-------- MATERIAL FOR THIS TASK --------

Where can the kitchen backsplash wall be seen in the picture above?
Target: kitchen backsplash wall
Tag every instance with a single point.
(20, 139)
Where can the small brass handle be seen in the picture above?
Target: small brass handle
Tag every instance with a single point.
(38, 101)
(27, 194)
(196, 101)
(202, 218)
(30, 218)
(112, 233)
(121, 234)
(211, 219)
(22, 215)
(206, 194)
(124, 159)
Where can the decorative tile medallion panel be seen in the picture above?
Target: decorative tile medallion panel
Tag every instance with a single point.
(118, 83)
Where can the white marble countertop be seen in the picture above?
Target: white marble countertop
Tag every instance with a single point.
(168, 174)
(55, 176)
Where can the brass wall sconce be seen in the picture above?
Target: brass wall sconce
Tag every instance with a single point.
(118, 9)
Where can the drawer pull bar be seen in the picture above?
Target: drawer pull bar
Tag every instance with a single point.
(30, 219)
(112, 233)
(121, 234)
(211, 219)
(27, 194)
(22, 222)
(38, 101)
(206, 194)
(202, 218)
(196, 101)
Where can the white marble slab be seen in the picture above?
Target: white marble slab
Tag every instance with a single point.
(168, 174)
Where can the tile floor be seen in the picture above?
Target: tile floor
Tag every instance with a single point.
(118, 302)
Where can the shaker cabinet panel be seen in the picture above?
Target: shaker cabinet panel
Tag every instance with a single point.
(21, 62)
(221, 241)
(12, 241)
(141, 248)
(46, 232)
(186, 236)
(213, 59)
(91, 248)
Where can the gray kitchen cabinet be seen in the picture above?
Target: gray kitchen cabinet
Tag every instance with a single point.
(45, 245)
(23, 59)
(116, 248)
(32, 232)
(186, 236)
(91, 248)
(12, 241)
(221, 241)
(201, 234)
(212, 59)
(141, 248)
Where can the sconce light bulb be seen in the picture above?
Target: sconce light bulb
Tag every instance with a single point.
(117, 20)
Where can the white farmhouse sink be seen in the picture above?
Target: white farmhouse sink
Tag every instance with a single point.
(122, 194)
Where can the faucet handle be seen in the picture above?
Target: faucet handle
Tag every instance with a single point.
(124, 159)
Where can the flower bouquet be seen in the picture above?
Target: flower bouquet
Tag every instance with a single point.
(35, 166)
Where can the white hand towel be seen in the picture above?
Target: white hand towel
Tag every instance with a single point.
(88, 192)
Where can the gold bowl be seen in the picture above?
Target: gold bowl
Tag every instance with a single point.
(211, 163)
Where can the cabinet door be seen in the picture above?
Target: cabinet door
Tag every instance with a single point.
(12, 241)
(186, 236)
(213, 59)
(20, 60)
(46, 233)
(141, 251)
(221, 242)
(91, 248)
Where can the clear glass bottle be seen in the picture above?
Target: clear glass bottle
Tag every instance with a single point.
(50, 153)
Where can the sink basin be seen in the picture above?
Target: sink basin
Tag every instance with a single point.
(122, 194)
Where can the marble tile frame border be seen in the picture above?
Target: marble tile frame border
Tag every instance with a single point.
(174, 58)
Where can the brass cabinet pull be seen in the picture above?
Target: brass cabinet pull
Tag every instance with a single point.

--------

--- THE TASK ---
Reproduce the data above in full, substituting "Mark each instance" for every occurrence of "Tag every instance" and leaving all other text unchanged.

--- FINAL RESULT ---
Where can the kitchen backsplash wall be seen in the picture above?
Target: kitchen backsplash wall
Mark each instance with a single point.
(20, 139)
Where can the small brass handle be seen in the picture above?
Target: small brass handle
Mark each instance with a single point.
(38, 101)
(27, 194)
(196, 101)
(202, 218)
(30, 218)
(112, 233)
(121, 234)
(211, 219)
(22, 215)
(206, 194)
(124, 159)
Where can the decorative tile medallion panel be seen in the picture above?
Target: decorative tile medallion panel
Mark each instance with a single point.
(118, 83)
Where can the white marble countertop be seen in the picture above?
Target: white marble countertop
Mark each instance with a single point.
(168, 174)
(55, 176)
Where can the brass wall sconce be seen in the picture above?
Target: brass wall sconce
Mark each instance with a single point.
(118, 9)
Where can the drawer pull bar be seen in the picture above?
Target: drawer pull bar
Mark each instance with a single point.
(30, 219)
(112, 233)
(121, 234)
(211, 219)
(27, 194)
(22, 222)
(38, 101)
(206, 194)
(202, 218)
(196, 101)
Where can the white marble slab be seen in the picture above?
Target: white marble slab
Mark each instance with a single point.
(168, 174)
Where can the tile floor be seen in the picture above?
Target: tile floor
Mark each instance with a single point.
(118, 302)
Where can the shaker cabinet panel be seen in the picture above?
Target: shaker cabinet panel
Mark each instance with a single point.
(21, 62)
(221, 241)
(12, 241)
(141, 248)
(46, 232)
(186, 236)
(213, 59)
(91, 248)
Where can the gray kitchen cabinet be seen in the picture above?
Target: gray kitchen cabinet
Mark each instance with a single point.
(45, 245)
(23, 59)
(116, 248)
(32, 232)
(186, 236)
(91, 248)
(12, 241)
(221, 241)
(201, 234)
(212, 59)
(141, 248)
Where can the sconce light bulb be seen in the picture above?
Target: sconce light bulb
Mark each instance with a single point.
(117, 20)
Where can the white farmhouse sink be seen in the picture above?
Target: white farmhouse sink
Mark each instance with a single point.
(122, 194)
Where can the faucet handle be seen in the picture above?
Target: faucet handle
Mark each instance with a single point.
(124, 159)
Where can the flower bouquet be seen in the picture above?
Target: flower bouquet
Mark each instance with a single point.
(35, 166)
Where can the white hand towel be seen in the picture above?
Target: white hand towel
Mark each instance with a single point.
(88, 192)
Where can the gold bowl be seen in the picture above?
Target: gold bowl
Mark each instance with a single point.
(211, 163)
Where can the cabinet door be seen in the picture above?
Target: cabinet door
Mark each instance with a single point.
(12, 241)
(186, 236)
(213, 59)
(20, 60)
(46, 233)
(141, 251)
(221, 242)
(91, 248)
Where can the clear glass bottle be seen in the picture above?
Target: clear glass bottle
Mark each instance with a single point.
(50, 153)
Where can the sink basin be seen in the picture above?
Target: sink basin
Mark each instance with a single point.
(122, 194)
Where can the marble tile frame border be seen in the picture above?
Target: marble tile frame border
Mark each instance with a single point.
(174, 58)
Where can the brass cabinet pull be seen in the picture above?
Target: brass cabinet pull
Mark each instance with a single point.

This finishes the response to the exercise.